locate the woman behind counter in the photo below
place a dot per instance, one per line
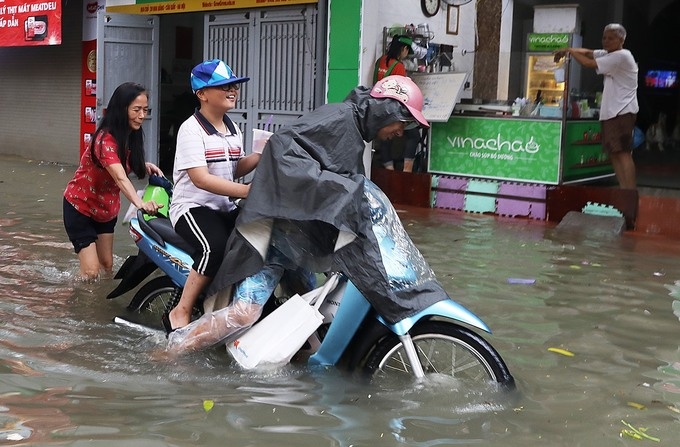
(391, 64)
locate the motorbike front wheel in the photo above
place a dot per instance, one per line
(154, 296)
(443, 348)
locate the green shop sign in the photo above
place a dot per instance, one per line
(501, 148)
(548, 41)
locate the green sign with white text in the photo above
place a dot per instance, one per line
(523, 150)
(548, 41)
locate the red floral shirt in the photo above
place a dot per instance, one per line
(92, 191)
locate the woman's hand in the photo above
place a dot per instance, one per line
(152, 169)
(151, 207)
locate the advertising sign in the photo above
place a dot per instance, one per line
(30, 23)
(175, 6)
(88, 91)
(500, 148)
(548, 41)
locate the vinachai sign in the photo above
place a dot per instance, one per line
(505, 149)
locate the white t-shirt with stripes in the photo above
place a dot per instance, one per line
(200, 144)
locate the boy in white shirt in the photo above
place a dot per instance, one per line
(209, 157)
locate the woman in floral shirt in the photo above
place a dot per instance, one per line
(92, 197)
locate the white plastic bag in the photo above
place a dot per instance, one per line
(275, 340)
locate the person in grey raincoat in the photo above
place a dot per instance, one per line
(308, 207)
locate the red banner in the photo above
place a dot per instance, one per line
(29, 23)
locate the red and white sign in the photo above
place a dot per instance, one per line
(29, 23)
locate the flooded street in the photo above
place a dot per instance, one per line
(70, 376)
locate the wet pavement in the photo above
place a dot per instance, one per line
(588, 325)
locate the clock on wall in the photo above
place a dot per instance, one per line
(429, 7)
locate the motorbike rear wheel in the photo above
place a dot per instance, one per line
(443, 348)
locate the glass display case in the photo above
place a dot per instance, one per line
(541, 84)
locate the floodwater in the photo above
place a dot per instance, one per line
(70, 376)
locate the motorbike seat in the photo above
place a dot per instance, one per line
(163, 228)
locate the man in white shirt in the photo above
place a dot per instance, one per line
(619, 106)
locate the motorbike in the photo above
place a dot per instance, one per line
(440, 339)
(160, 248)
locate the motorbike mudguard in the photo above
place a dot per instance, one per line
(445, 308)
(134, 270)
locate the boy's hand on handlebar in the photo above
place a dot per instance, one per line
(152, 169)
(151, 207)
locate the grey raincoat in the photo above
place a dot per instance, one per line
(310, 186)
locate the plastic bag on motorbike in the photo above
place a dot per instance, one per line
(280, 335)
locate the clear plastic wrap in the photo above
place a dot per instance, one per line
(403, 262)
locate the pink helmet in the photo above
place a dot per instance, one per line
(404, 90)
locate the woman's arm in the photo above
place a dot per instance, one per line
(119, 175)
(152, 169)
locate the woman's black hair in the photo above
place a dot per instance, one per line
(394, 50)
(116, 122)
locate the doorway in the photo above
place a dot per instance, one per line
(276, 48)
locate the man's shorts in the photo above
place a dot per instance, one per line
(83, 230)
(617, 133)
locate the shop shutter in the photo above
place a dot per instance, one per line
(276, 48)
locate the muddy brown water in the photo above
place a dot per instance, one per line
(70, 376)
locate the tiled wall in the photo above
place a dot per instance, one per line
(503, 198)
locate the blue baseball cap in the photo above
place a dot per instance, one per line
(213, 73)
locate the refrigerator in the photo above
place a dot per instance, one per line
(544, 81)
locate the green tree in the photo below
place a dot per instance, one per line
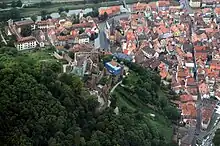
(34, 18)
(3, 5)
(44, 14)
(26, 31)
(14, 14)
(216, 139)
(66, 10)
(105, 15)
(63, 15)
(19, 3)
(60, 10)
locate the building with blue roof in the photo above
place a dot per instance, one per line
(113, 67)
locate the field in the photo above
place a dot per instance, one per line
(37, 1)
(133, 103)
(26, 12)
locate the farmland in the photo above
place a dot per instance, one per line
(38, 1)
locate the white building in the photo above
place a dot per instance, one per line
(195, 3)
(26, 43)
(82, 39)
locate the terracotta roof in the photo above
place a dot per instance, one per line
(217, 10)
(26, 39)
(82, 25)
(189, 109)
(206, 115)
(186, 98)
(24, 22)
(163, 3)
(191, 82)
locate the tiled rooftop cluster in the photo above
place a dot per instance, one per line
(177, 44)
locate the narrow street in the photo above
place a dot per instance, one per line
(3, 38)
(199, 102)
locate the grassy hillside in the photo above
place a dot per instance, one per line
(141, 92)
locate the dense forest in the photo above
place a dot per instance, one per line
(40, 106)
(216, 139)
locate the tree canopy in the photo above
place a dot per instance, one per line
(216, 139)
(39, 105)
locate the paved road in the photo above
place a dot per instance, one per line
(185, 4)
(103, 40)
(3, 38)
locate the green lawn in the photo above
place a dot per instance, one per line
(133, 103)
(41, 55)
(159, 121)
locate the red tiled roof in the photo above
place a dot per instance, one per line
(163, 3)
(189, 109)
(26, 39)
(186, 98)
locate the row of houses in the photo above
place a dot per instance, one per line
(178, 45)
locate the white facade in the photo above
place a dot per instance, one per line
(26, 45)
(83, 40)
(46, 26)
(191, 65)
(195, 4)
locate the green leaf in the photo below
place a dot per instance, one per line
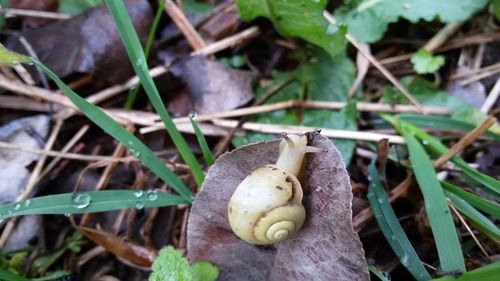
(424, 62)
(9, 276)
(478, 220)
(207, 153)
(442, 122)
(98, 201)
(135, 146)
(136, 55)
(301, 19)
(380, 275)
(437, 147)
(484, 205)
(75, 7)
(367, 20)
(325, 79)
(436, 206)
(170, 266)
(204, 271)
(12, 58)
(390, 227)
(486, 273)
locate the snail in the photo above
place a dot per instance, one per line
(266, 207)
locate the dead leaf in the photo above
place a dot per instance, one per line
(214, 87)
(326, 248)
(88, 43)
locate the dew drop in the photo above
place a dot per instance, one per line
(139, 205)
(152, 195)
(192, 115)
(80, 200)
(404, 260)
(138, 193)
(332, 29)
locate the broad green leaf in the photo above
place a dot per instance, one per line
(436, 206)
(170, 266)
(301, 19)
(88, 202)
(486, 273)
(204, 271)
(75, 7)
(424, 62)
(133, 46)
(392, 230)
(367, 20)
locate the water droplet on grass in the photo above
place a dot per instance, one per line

· · ·

**Written exercise**. Could you return all of the material above word for word, leaving the pictures out?

**Problem solution**.
locate the woman behind counter in the photo below
place a dot per instance, one per line
(391, 64)
locate the motorbike front wheel in the photo above
place a dot per instance, one per line
(154, 296)
(443, 348)
locate the green shop sign in the photo above
place a dot per instance, one per line
(501, 148)
(548, 41)
locate the green sign with white text in the photo above
place a dot per instance, one per line
(523, 150)
(548, 41)
locate the red floral shirt in the photo above
place a dot per instance, one per line
(92, 191)
locate the woman's hand in the photo above
place a dot per instance, one per line
(152, 169)
(151, 207)
locate the advertising sign in the photo above
place a dot per instance, one per line
(30, 23)
(175, 6)
(88, 91)
(500, 148)
(548, 41)
locate the vinachai sign in the photo above
place a dot per instance, one per line
(505, 149)
locate the white t-shirt with stripes in the photo above
place a dot per instance, one per line
(200, 144)
locate the boy in white shirt in the photo above
place a dot per instance, one per line
(209, 157)
locate the woman in floral shirt in the photo above
place a dot per instance, one per line
(92, 197)
locate the white plastic bag in the photo above
place a dot per instance, one per line
(275, 340)
locate the person in grey raincoat in the photo above
place a dot per instance, one per line
(308, 207)
locate the red banner in the photo above
place a dot per instance, one per line
(29, 23)
locate the red and white sign in the photo above
place a dot per instance, one per line
(29, 23)
locate the flooded street in the photo above
place a dot per instance, one per line
(70, 376)
locate the wet pavement in the photo above
place a dot per instance, one per line
(588, 325)
locate the clock on wall in the photo above
place a dot per instance, one per line
(429, 7)
locate the motorbike rear wheel in the photo above
place a dot per instance, one per line
(443, 348)
locate the glass display case in the photo above
place a dot per instance, one per line
(541, 84)
locate the floodwater in the photo above
place a dot per instance, one per line
(70, 376)
locate the motorbike seat in the photo above
place a dot per instance, one per line
(163, 228)
locate the man in white shirt in the photo above
place a dot per instance, one per line
(619, 106)
locate the motorbike in the photo above
place a dot per instance, one per line
(440, 339)
(160, 248)
locate the motorbike mudguard in the photo above
place a dot per instance, one per line
(445, 308)
(134, 270)
locate the boy's hand on handlebar in the photo above
place a dot per instance, one per line
(152, 169)
(151, 207)
locate the grey raincoat in the photo above
place a dot per instance, one per line
(310, 186)
locate the plastic bag on motorbike in the photo above
place a dot per instance, one per line
(280, 335)
locate the clear plastic wrap in the photo above
place a dot per instance, one per line
(403, 262)
locate the pink helmet in the photo above
place a dot per instance, one per line
(404, 90)
locate the woman's arm in the photo above
place a dot per instance, one per line
(119, 175)
(152, 169)
locate the woman's black hair in the photo above
place a dot per instance, one per line
(394, 50)
(116, 122)
locate the doorway in the photo above
place a dot per instance, one per line
(276, 48)
locate the man's shorts in the photo above
place a dot per instance, one per line
(83, 230)
(617, 133)
locate the shop shutter in the photo above
place a dot per instance, one per line
(276, 48)
locate the muddy brown water in the photo above
place a dot per instance, one per line
(70, 376)
locate the tiled wall in the photo above
place a dot per instance, one per line
(503, 198)
locate the blue baseball cap in the photo above
place a dot per instance, one per line
(213, 73)
locate the refrigerator in the photo above
place a dot per instance, one per line
(544, 81)
locate the green tree in the photo below
place a dot per instance, one per line
(34, 18)
(3, 5)
(44, 14)
(26, 31)
(14, 14)
(216, 139)
(66, 10)
(105, 15)
(63, 15)
(19, 3)
(60, 10)
locate the building with blue roof in the photo above
place a dot per instance, one per line
(113, 67)
locate the field in the photo above
place a dot per instance, one per line
(37, 1)
(133, 103)
(26, 12)
locate the farmland in the photo above
place a dot per instance, one per line
(38, 1)
locate the white building in the photo above
place a dot per instance, one per line
(195, 3)
(26, 43)
(82, 39)
locate the terracotta roof in the photo above
place a dot per instance, one per line
(217, 10)
(26, 39)
(82, 25)
(189, 109)
(206, 115)
(186, 98)
(24, 22)
(163, 3)
(191, 82)
locate the tiled rooftop cluster in the photo above
place a dot per instance, one per line
(177, 44)
locate the narrow street in the photo above
place a dot per instance, one per line
(3, 38)
(199, 102)
locate the grassy hillside in the photo above
place a dot per instance, one per line
(141, 92)
locate the dense forest in the photo above
place a dot per instance, one per line
(40, 106)
(216, 139)
locate the tree canopy in the photo above
place a dot per instance, one per line
(216, 139)
(39, 105)
locate the paved road in the photo above
place a dot per instance, one per line
(185, 4)
(103, 40)
(3, 38)
locate the green lawn in the photo above
place a dot per instance, one per line
(133, 103)
(41, 55)
(159, 121)
locate the red tiled roof in the photo above
place a dot per instance, one per line
(163, 3)
(189, 109)
(26, 39)
(186, 98)
locate the row of houses in the photo above
place a dot per instance, one per line
(178, 45)
locate the white facade in the photo above
place a dot per instance, one per line
(26, 45)
(83, 40)
(46, 26)
(191, 65)
(195, 4)
locate the green leaf in the photo below
place a dot per instance, one per line
(424, 62)
(9, 276)
(478, 220)
(207, 153)
(442, 122)
(98, 201)
(135, 146)
(136, 55)
(301, 19)
(380, 275)
(437, 147)
(484, 205)
(75, 7)
(367, 20)
(325, 79)
(436, 206)
(170, 266)
(204, 271)
(12, 58)
(390, 227)
(486, 273)
locate the snail in the photo above
place a dot per instance, one per line
(266, 207)
locate the dead leaf in the photo above
place a dot per instance, one per line
(214, 87)
(326, 248)
(88, 43)
locate the dew drop in the photo above
place a dot per instance, one per line
(139, 205)
(152, 195)
(192, 115)
(80, 200)
(404, 260)
(138, 193)
(332, 29)
locate the broad green leaf in the photo above
place a dot per instance, one per line
(436, 206)
(170, 266)
(301, 19)
(88, 202)
(486, 273)
(204, 271)
(75, 7)
(424, 62)
(133, 46)
(392, 230)
(367, 20)
locate the water droplet on grass in the photo above
place a dot per instance, one per line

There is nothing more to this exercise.